Task statement » Without omitting anything, write out the listing below precisely.
+++++
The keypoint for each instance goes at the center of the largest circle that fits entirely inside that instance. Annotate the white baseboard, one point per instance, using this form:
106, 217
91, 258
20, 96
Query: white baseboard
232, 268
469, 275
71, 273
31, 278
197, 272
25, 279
+++++
Your solution »
The keypoint for each instance goes at the center of the largest circle that fits entirely inside that instance. Annotate the white baseboard, one point per instance, using this form:
106, 217
91, 258
20, 96
Query: white baseboard
232, 268
469, 275
71, 273
31, 278
197, 272
25, 279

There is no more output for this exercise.